__AIM__
Reproduce the material below, swapping each occurrence of "Objective" for "Goal" and leaving every other part unchanged.

[START OF SUPPLIED MATERIAL]

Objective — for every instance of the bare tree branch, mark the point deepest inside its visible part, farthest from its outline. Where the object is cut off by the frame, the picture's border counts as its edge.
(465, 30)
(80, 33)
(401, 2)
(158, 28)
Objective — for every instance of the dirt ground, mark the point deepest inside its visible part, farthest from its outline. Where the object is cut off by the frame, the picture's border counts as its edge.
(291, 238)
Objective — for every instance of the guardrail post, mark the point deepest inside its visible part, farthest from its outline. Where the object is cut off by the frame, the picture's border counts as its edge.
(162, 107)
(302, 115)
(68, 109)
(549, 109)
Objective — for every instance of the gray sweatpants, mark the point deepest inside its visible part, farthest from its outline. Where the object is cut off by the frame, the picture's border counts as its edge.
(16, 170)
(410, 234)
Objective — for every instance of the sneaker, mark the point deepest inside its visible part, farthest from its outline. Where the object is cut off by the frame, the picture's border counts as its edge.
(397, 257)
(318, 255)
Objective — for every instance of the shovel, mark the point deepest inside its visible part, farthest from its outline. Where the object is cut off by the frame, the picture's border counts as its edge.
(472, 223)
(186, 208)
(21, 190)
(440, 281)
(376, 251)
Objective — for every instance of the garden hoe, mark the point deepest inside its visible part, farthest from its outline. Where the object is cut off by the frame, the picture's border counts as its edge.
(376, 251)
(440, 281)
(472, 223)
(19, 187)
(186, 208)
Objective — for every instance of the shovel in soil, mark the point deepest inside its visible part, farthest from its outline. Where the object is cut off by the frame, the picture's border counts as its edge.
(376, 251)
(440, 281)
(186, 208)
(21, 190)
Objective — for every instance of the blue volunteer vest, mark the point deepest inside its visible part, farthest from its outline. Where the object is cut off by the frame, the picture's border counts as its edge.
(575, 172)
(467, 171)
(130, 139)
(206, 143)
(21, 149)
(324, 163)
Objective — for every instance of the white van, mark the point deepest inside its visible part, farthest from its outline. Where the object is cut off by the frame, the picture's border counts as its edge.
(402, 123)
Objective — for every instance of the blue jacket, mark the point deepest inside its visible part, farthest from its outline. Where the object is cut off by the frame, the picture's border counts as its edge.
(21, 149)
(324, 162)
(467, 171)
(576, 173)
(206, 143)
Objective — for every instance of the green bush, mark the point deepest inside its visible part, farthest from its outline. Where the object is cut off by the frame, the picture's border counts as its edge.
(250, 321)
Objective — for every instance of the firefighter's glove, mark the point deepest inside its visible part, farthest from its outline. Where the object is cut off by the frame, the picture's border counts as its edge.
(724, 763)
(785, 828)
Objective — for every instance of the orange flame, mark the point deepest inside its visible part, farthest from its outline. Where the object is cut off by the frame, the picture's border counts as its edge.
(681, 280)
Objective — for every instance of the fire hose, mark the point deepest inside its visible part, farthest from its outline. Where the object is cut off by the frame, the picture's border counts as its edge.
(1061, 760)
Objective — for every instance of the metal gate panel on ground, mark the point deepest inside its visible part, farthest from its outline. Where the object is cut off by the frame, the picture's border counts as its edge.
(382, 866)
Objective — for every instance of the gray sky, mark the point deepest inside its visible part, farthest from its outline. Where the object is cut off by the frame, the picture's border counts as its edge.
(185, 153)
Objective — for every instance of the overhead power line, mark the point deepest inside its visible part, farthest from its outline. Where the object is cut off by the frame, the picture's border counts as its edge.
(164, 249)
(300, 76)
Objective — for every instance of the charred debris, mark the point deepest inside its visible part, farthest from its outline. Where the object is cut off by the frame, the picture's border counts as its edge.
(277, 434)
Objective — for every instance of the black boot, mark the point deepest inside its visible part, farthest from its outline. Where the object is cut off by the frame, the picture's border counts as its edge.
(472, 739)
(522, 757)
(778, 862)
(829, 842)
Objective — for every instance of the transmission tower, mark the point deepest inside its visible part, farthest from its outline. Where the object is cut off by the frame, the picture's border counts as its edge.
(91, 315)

[END OF SUPPLIED MATERIAL]

__WRITTEN REPLY__
Goal — for every instance of the bare tree branch, mark the point deepest inside its visible part, farthest from its outline. Where the object is cut off by the frame, the picture's border counts as its edge.
(465, 30)
(80, 33)
(401, 2)
(158, 28)
Goal — for every instance of the dirt ground, mark the point deepest inside its visible part, farthest from its outline. Where the object is cut off by the frame, the picture's border counts as its edge.
(291, 238)
Goal — for every instance of the guardrail post, mark the point deepest inside its visible part, farthest from its outline. Where the object is cut off by the frame, the picture's border counts as its edge.
(162, 107)
(302, 115)
(68, 109)
(549, 109)
Goal — for every instance of the gray sweatpants, mark the point deepest inside its visible part, farthest from its outline. Where the object is cut off by the frame, the picture's border counts as its edge.
(16, 170)
(410, 234)
Goal — for every instance of the sneaker, mark the point deepest inside its visible part, farthest from its outline. Where the object is cut off by the frame, the picture's border counts as its edge.
(397, 257)
(318, 255)
Goal — for every instance of the shovel, mark the point deepest inside its visible part, farthest from its outline. Where the object is cut off by the frame, the picture's border counts as its edge.
(472, 223)
(186, 208)
(21, 190)
(440, 281)
(376, 251)
Goal — for every instance of the garden hoe, mark the point deepest inside its visible part, farthest from its outline. Where the object is cut off by the frame, the picture's border counts as its edge.
(376, 251)
(440, 281)
(472, 223)
(19, 187)
(186, 208)
Goal — for every instance of the shovel in soil, mark the point deepest inside its visible part, farthest from its outline. Where the object is cut off by the frame, the picture's border counts as its edge.
(376, 251)
(440, 281)
(186, 208)
(21, 190)
Goal — for every instance of the blue volunteer vest, mark the point deepest inside its visible part, farthest from its outline. Where the object is cut off by the frame, the picture's border counts as its edge.
(575, 172)
(467, 171)
(130, 139)
(206, 143)
(21, 149)
(324, 163)
Goal — for every instance of the white van, mark the point deepest inside its visible part, farthest from its outline. Where the object is cut off by the frame, the picture's border counts as its edge.
(402, 123)
Goal — for every instance of the blue jacket, mark the point deepest inside its visible part, farthest from its outline. Where the object is cut off by the frame, the picture's border counts as its edge.
(21, 149)
(324, 162)
(467, 171)
(576, 173)
(206, 143)
Goal — for every instance of the green bush, mark the point deepest inside its visible part, farthest from its outline. Where the object is cut off by the frame, the picture's border counts as its edge.
(250, 321)
Goal — for every instance of the firefighter's glove, mark the point deepest inside its visible part, farthest from its outline. Where the object is cut off by the frame, the picture's border counts as its edge.
(724, 763)
(785, 828)
Goal — for every instance of the orange flame, mark the point deepest inside its visible part, farthest from its outline. Where the object is cut off by the frame, the picture's border counts as its edge.
(681, 280)
Goal — for every instance of the fire hose, mark the point deepest inside its visible part, farthest from its outline. Where the object is cut off by the frame, the picture's border counts as its edge.
(1061, 760)
Goal — for every instance of the metal gate panel on ground, mark the point deepest inside its visible part, farthest from its outline. Where the object is cut off by the frame, the picture's border counts as its edge.
(382, 866)
Goal — for every instance of the gray sky, mark the point deepest inside its visible part, farthest from its outline. Where the object is cut off by the frame, the picture's border counts as its edge.
(185, 153)
Goal — for every instance of the overhead power line, mark the point deepest inside its visible part, farthest from its outline. Where the object is cut off by the frame, the picture's border counts as its edge.
(164, 249)
(300, 76)
Goal — for every instance of the charred debris, mark the point deepest inside its visible part, farthest from its outline. Where the object is cut off by the frame, the picture's border counts as its edge.
(277, 434)
Goal — for every instance of the black boot, mark the point deepest inside its visible part, farthest from its outline. Where the object is cut off by the frame, the picture's border counts as its edge.
(472, 739)
(522, 757)
(778, 862)
(829, 842)
Goal — for every instance of the transmission tower, mark the point deepest inside its visible part, farthest from its outline. Where the object is cut off by the frame, the picture's border counts as its edge.
(91, 315)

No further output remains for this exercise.